ACTIVITY: Using the text below on co-locating offshore wind farms and mussel cultivation, answer yes or no to whether each statement agrees with it, quoting the deciding words exactly. (a) The index draws on five variables, among them water depth and wind velocity. (b) Water depths greater than 40 m are treated as the most favorable conditions. (c) The testing site was the Danish portion of the Baltic Sea together with the Danish North Sea.

═════ SELECTED TEXT ═════

This paper focuses on the application of multi-criteria evaluation (MCE) technique for co-locating offshore wind farms and open-water mussel cultivation. An index of co-location sustainability (SI) was developed based on MCE, considering physical and biological parameters to be computed through remote-sensed data. The physical factors considered were wind velocity, water depth and sea surface temperature anomaly, while biological variables were chlorophyll a (as a proxy of the productivity) and Particle Organic Carbon (POC) concentration.
The Danish portion of the Baltic Sea and the Danish North Sea represent the area used as testing site for the SI evaluation. In this area offshore wind farms are already installed and others are in construction or in the planning stage. The calculation of the index allows the classification of suitability conditions for the co-location of offshore wind farm and aquaculture, ranging from excellent to very poor, therefore enabling the selection of the most promising areas for their joint development. The results of the SI application can support more detailed studies in the selected areas, to be based on local data.
Questions this practice may help answer
- Which variables should be considered to identify area suitable for offshore wind and mussel farms co-location?
- Can these variables be combined in a suitability index?
- How such an index can support maritime spatial planning?
Offshore wind farms are widely spread in Denmark, however, their growth has proven to limit the allowable space for aquaculture sites. To enhance sustainability, improve marine space utilization and reduce costs, environmental authorities are encouraging to move the aquaculture facilities between the windfarms. The coexistence of this complementary use of marine space, is potentially possible in areas with limited depths (as in the Danish coastal waters) as well as in areas with higher depths where monopiles are substituted by semisubmersible structures.
Aspects / Objectives
The paper describes the development and application of a co-location sustainability index (SI), based on multi-criteria evaluation (MCE). The index is finalised at identifying the most suitable areas to support the co-location of wind farms and open water mussels’ cultivation.
The SI index is based on 5 variables: water depth, wind velocity, sea surface temperature anomaly, chlorophyll a concentration and POC concentration. Raw data of the five variables were spatially interpolated and normalised to obtain values between 0 and 1, using for each parameter a Parameter Specific Sustainability Functions (PSSF). In the case of wind speed, the maximum value of 1 (most favourable) was given to the mean wind speed associated with 100% of the power transfer function (12 m/s), while the other PSSF values were assigned consistently. For the water depth, a step cost function was considered, with four steps ranging from below 20 m (most favourable conditions) to higher than 40 m (least favourable conditions).
Coastal interannual means of sea surface temperature were obtained from the monthly climatological mean data set. The climatological monthly mean data were compared with the corresponding monthly mean data to identify temperature anomalies and areas of persistently higher or lower temperatures than that of the coastal mean. Long-term chlorophyll a and POC interannual mean values were generated in an identical manner to that of SST, to identify regions with persistently low SST and high chlorophyll a, which correspond to areas of productive processes. The calculation of PSSF for the SSTa, chlorophyll a and POC was made on the basis of a normalization technique over the remote sensing data (values/max value).

═════ PROVIDED RECORDS ═════

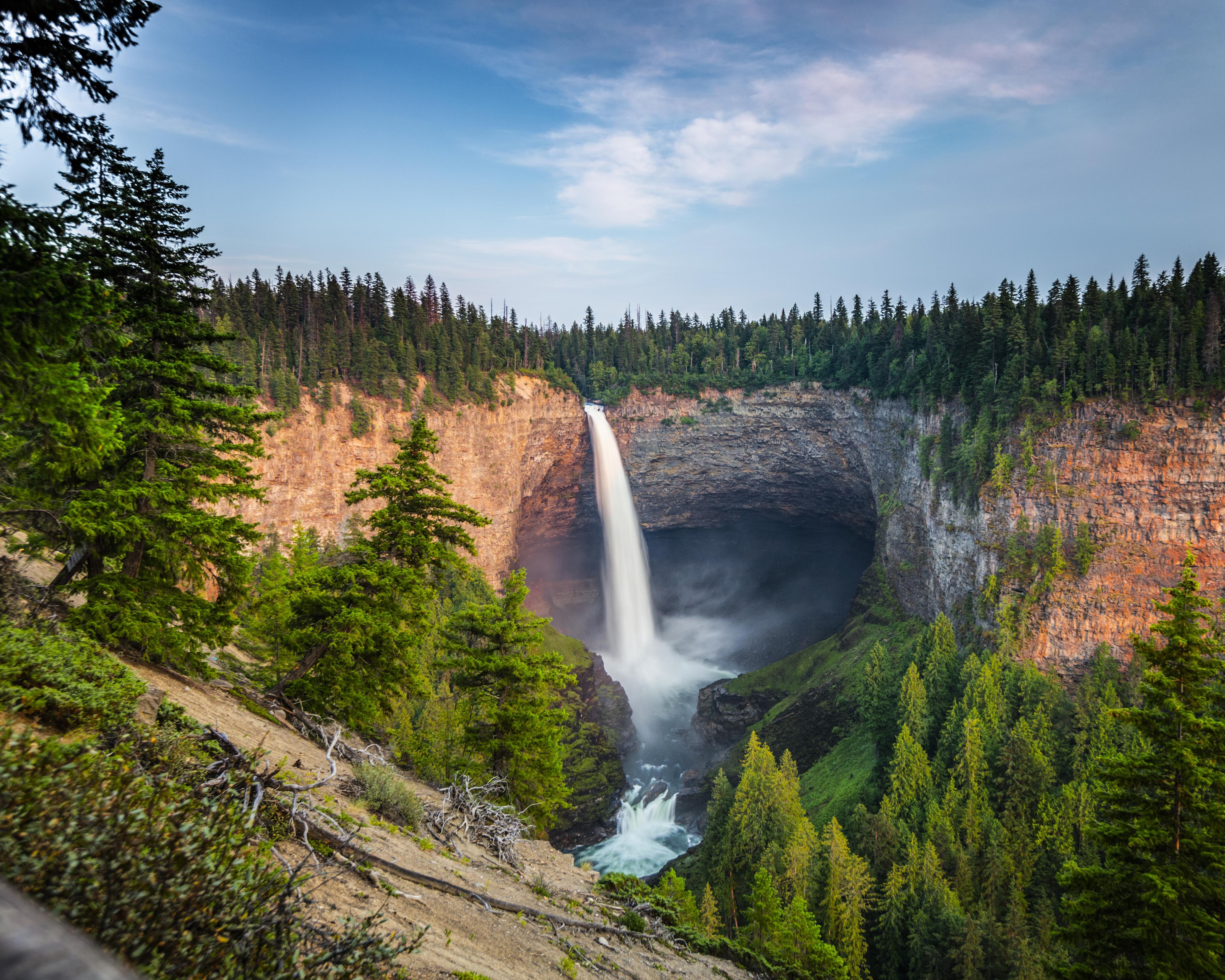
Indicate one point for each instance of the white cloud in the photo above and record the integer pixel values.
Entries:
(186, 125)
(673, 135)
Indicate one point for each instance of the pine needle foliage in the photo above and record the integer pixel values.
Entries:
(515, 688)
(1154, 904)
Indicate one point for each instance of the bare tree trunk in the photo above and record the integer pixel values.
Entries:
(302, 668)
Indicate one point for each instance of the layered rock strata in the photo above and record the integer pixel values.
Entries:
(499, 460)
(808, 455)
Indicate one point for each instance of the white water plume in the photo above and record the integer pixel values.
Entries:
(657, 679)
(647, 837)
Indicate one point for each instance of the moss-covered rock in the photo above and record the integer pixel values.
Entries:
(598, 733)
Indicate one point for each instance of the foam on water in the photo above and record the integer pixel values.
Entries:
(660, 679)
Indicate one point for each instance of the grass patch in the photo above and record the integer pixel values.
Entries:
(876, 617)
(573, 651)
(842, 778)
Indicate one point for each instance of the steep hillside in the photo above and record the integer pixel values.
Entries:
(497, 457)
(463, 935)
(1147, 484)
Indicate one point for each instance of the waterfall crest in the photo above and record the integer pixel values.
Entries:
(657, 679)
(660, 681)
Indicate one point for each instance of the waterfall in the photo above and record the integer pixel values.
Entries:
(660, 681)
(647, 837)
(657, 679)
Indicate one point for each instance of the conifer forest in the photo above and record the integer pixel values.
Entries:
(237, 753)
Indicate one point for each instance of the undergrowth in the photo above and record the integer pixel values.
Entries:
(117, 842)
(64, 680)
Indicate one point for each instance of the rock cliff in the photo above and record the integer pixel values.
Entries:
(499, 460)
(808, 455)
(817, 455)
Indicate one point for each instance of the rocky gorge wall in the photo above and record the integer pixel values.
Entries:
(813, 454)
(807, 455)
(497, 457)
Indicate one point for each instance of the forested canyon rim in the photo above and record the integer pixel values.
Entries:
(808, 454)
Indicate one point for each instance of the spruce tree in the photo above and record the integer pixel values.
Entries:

═════

RESULT BELOW:
(a) Yes: "The SI index is based on 5 variables: water depth, wind velocity, sea surface temperature anomaly, chlorophyll a concentration and POC concentration."
(b) No: "with four steps ranging from below 20 m (most favourable conditions) to higher than 40 m (least favourable conditions)."
(c) Yes: "The Danish portion of the Baltic Sea and the Danish North Sea represent the area used as testing site for the SI evaluation."